> [Given entries]:

Begin

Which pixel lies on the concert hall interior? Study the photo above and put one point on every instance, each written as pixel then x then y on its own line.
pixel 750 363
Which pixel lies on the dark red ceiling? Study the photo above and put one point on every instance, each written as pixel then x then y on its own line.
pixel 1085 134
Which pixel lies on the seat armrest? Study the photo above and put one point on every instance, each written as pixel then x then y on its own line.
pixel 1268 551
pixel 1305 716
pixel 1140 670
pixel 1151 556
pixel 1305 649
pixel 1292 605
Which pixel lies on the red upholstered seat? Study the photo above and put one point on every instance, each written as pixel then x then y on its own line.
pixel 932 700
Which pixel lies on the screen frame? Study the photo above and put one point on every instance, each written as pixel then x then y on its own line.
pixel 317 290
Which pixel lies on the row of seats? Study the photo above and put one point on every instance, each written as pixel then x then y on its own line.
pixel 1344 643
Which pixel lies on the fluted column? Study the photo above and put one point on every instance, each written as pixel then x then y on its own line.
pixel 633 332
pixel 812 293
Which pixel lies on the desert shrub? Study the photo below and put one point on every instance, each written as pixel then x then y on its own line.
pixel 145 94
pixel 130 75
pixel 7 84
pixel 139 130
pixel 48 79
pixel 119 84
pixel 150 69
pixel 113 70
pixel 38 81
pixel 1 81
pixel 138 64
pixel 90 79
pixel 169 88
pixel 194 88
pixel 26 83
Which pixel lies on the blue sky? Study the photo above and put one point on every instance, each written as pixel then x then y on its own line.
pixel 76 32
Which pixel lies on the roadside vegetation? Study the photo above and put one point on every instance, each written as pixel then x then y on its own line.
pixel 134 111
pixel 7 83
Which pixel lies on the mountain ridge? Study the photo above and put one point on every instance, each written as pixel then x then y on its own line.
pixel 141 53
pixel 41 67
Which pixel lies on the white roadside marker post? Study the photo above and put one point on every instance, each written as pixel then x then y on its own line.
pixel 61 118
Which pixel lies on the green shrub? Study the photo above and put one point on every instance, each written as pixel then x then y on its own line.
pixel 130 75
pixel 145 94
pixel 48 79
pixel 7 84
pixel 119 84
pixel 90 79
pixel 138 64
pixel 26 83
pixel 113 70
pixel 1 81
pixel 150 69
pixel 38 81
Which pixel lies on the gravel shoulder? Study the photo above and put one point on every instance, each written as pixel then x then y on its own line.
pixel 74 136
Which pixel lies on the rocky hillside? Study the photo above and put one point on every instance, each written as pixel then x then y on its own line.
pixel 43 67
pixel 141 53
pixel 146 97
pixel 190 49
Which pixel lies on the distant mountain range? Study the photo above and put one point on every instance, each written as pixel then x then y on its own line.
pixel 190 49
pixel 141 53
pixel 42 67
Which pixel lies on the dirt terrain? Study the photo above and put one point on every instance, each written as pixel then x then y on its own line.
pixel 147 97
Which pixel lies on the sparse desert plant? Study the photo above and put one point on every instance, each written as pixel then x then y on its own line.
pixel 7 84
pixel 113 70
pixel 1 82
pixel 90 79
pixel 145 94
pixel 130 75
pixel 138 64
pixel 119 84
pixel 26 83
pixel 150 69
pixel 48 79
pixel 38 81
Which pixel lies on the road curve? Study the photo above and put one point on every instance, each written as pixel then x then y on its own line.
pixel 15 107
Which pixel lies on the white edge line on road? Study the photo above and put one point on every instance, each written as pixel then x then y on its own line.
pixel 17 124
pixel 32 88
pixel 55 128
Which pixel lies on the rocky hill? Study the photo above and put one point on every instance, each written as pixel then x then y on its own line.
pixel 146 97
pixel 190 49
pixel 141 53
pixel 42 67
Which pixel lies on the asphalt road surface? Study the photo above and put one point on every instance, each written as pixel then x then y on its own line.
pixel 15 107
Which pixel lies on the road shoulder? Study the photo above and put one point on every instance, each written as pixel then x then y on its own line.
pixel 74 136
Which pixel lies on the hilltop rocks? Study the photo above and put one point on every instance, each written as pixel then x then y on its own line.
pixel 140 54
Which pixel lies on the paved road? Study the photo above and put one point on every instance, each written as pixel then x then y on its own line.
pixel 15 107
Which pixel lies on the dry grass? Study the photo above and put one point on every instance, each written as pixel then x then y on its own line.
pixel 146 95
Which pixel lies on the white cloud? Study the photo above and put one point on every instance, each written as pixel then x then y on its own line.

End

> [Given request]:
Please write out all the items above again, changing "on its own line" to "on a separate line" and leaving everything else as it is.

> [Answer to this exercise]:
Which pixel lies on the concert hall interior? Study the photo above and put one point on every instance, each written as pixel then x then y on a separate line.
pixel 750 363
Which pixel lies on the dark red ceiling? Study the photo above and put one point on every instance, each written as pixel then x then y on a separate line.
pixel 1085 134
Which pixel lies on the seat armrest? Study the photo above and put one point on every instance, each written as pixel then x then y on a separate line.
pixel 1268 551
pixel 1305 716
pixel 1140 670
pixel 1151 556
pixel 1305 649
pixel 1292 605
Which pixel lies on the red upholstered seat? Study the photo above and put one point on every instance, each written as pixel then x then y on a separate line.
pixel 932 700
Which pixel lies on the screen frame? Study the photo above and put one point on every instance, each written as pixel then x then y on a separate line.
pixel 317 290
Which pixel lies on the row of seats? Study the photo above and put one point on every instance, each written as pixel then x then y on a separate line.
pixel 1344 643
Which pixel lies on the fluted column? Study the photo above and put one point on every instance, each written as pixel then x then y on a separate line.
pixel 633 332
pixel 812 293
Which pixel lies on the desert shrub? Study the photo below and put one point on every instance, each written as pixel then x then y on a separate line.
pixel 145 94
pixel 130 75
pixel 7 84
pixel 139 130
pixel 48 79
pixel 119 84
pixel 150 69
pixel 113 70
pixel 38 81
pixel 1 81
pixel 138 64
pixel 90 79
pixel 169 88
pixel 194 88
pixel 26 83
Which pixel lies on the blue sky? Study the photo above and put one point on every instance, each written as pixel then x then y on a separate line.
pixel 76 32
Which pixel lies on the roadside vegetation? Study the photo above and put one point on every instance, each written as pixel then x then y on a separate line.
pixel 134 111
pixel 7 83
Which pixel lies on the mountain ridge? Study the photo above and put one point on every instance, each written as pixel then x then y on a separate line.
pixel 141 53
pixel 41 67
Which pixel lies on the white roadside marker post? Study the photo above and put one point on every instance, each written as pixel then x then y on a separate line.
pixel 61 118
Which pixel lies on the green shrub? Study the photo above and put one point on every instance, each written as pixel then x then y on a separate line.
pixel 130 75
pixel 145 94
pixel 48 79
pixel 7 84
pixel 119 84
pixel 90 79
pixel 138 64
pixel 26 83
pixel 113 70
pixel 1 81
pixel 150 69
pixel 38 81
Which pixel lies on the gravel shoulder? Study the photo above and put one point on every instance, each written as pixel then x then y on a separate line.
pixel 74 136
Which pixel lies on the rocky hillside? Study the photo above and put one point on every instance, each written as pixel then x then y on a separate line.
pixel 43 67
pixel 141 53
pixel 146 97
pixel 190 49
Which pixel lies on the distant mountain range? Study the photo above and put one point on every instance, each written as pixel then x then y on a separate line.
pixel 190 49
pixel 141 53
pixel 42 67
Which pixel lies on the dirt terrain? Study the photo above and put one point on every instance, each written as pixel then x then y on a separate line.
pixel 147 97
Which pixel lies on the sparse desert plant? Study the photo above and put one point on every instance, each written as pixel then x then y on a separate line.
pixel 7 84
pixel 113 70
pixel 1 82
pixel 90 79
pixel 145 94
pixel 130 75
pixel 138 64
pixel 119 84
pixel 26 83
pixel 150 69
pixel 48 79
pixel 38 81
Which pixel lies on the road curve? Study the photo above and put one point on every instance, each written as pixel then x then y on a separate line.
pixel 15 107
Which pixel lies on the white edge line on road? Study the photo above and put one point on every instance, each written as pixel then x then y on a separate line.
pixel 17 124
pixel 32 88
pixel 55 128
Which pixel lies on the rocky hill? Study the photo above and put one point on every instance, each written as pixel then x then y on a separate line.
pixel 146 97
pixel 190 49
pixel 141 53
pixel 42 67
Which pixel lies on the asphalt road surface? Study the photo above and put one point on every instance, each written as pixel then x then y on a separate line.
pixel 15 107
Which pixel lies on the road shoulder? Study the photo above and put one point on every instance, each written as pixel then x then y on a separate line.
pixel 74 136
Which pixel lies on the hilltop rocks? Study the photo above and put one point on every instance, each written as pixel then x then y on a separate line.
pixel 140 54
Which pixel lies on the paved road? Study the photo above and put one point on every instance, each written as pixel then x then y on a separate line.
pixel 15 107
Which pixel lies on the dry grass? Study the photo above and put one point on every instance, each written as pixel then x then y on a separate line.
pixel 146 95
Which pixel lies on the white cloud? Study the photo above and put one point on every instance, each written as pixel then x then y on a separate line.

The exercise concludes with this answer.